## EXERCISE DATA
══════

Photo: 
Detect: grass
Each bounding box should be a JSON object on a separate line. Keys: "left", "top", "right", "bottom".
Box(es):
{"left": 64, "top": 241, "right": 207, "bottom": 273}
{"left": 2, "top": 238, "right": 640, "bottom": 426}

══════

## YOUR TASK
Nothing but the lines from the line with "Each bounding box" to the last line of the listing above should appear; please retype them exactly, both ends included.

## RESPONSE TO THE EXERCISE
Each bounding box should be a JSON object on a separate line. Keys: "left", "top", "right", "bottom".
Box(es):
{"left": 64, "top": 241, "right": 207, "bottom": 273}
{"left": 2, "top": 238, "right": 640, "bottom": 426}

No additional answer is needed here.